◆ MATERIAL TO PROCESS:
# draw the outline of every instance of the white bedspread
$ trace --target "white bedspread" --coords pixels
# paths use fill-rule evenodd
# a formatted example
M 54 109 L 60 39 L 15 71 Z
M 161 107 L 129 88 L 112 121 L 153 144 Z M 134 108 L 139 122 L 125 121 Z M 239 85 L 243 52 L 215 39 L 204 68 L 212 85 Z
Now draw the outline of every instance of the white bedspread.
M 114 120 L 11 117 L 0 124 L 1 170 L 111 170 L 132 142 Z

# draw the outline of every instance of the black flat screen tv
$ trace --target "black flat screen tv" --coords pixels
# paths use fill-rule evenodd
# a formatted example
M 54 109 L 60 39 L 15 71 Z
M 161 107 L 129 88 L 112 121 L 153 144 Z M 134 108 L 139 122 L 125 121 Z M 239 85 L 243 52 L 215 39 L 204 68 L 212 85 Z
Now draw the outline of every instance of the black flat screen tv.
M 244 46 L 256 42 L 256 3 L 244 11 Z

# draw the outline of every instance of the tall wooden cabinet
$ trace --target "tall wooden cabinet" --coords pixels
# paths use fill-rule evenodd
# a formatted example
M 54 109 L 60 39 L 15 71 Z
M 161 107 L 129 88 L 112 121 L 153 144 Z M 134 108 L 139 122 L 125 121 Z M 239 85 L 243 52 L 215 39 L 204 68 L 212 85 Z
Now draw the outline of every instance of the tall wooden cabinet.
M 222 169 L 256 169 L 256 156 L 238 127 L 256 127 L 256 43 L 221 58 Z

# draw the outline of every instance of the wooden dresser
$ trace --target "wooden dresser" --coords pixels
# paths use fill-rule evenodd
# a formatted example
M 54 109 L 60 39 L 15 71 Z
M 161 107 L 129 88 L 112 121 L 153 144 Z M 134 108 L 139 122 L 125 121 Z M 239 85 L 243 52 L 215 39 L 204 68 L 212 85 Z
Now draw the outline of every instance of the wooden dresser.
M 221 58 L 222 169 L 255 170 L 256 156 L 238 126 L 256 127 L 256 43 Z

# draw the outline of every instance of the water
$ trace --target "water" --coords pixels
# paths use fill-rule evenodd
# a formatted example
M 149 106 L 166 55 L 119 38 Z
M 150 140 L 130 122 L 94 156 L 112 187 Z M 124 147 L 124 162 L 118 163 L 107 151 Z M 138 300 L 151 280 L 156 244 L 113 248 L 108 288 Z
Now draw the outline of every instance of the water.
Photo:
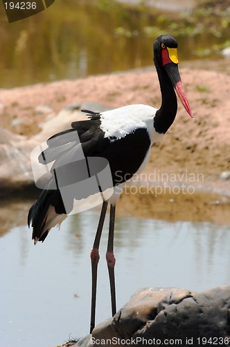
M 189 12 L 182 17 L 178 10 L 172 15 L 162 9 L 127 10 L 110 1 L 91 2 L 56 0 L 47 10 L 10 24 L 1 5 L 0 87 L 152 65 L 152 44 L 163 33 L 177 38 L 181 62 L 229 37 L 227 28 L 210 28 L 205 19 L 193 19 Z M 164 3 L 171 10 L 170 4 L 177 4 L 182 10 L 182 3 Z M 191 3 L 186 1 L 186 7 Z
M 53 347 L 89 332 L 89 251 L 98 211 L 69 217 L 35 246 L 26 225 L 0 238 L 1 347 Z M 110 316 L 101 240 L 96 323 Z M 229 226 L 117 217 L 118 308 L 136 289 L 177 287 L 202 291 L 230 282 Z

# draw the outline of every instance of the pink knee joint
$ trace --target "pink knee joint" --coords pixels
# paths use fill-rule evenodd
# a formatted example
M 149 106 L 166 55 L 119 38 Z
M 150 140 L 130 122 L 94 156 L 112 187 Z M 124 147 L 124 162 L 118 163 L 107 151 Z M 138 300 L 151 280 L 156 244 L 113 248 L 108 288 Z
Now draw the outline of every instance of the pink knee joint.
M 100 255 L 98 248 L 92 248 L 90 252 L 91 264 L 98 264 Z
M 114 255 L 114 252 L 107 252 L 106 253 L 106 260 L 108 266 L 114 267 L 116 263 L 116 259 Z

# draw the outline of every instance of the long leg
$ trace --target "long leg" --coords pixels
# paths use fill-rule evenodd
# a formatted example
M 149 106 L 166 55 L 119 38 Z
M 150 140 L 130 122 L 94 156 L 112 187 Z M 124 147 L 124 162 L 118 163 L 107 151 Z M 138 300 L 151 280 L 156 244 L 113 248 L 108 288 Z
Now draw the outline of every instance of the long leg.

◆ SHORT PROBLEM: Print the data verbatim, beginning with its first line and ending after the line that contains "M 221 58 L 222".

◆ TASK RESPONSE:
# draw the outline of every instance of the white bedspread
$ trace --target "white bedspread" --coords pixels
# paths use fill-rule evenodd
# a formatted example
M 54 109 L 60 39 L 15 71 Z
M 161 107 L 129 88 L 112 121 L 153 144 Z M 134 108 L 139 122 L 125 121 Z M 239 85 L 243 52 L 215 39 L 204 68 L 212 85 Z
Now draw the outline of every instance of the white bedspread.
M 114 120 L 11 117 L 0 124 L 1 170 L 111 170 L 132 142 Z

# draw the outline of every instance of the black flat screen tv
$ trace --target "black flat screen tv" --coords pixels
# paths use fill-rule evenodd
# a formatted example
M 54 109 L 60 39 L 15 71 Z
M 161 107 L 129 88 L 112 121 L 153 144 Z M 134 108 L 139 122 L 125 121 Z M 239 85 L 243 52 L 215 39 L 204 68 L 212 85 Z
Now draw the outline of every instance of the black flat screen tv.
M 244 46 L 256 42 L 256 3 L 244 11 Z

# draw the outline of every instance of the tall wooden cabinet
$ trace --target "tall wooden cabinet" --coords pixels
# paths use fill-rule evenodd
# a formatted example
M 54 109 L 60 39 L 15 71 Z
M 161 107 L 129 88 L 112 121 L 153 144 Z M 134 108 L 139 122 L 125 121 Z M 239 85 L 243 52 L 215 39 L 204 68 L 212 85 Z
Now draw the outline of every instance of the tall wooden cabinet.
M 222 169 L 256 169 L 256 156 L 238 127 L 256 127 L 256 43 L 221 58 Z

# draw the outline of every instance of the wooden dresser
$ trace --target "wooden dresser" --coords pixels
# paths use fill-rule evenodd
# a formatted example
M 54 109 L 60 39 L 15 71 Z
M 161 107 L 129 88 L 112 121 L 153 144 Z M 134 108 L 139 122 L 125 121 Z M 239 85 L 243 52 L 215 39 L 204 68 L 212 85 Z
Now draw the outline of every instance of the wooden dresser.
M 221 58 L 222 169 L 255 170 L 256 156 L 238 126 L 256 127 L 256 43 Z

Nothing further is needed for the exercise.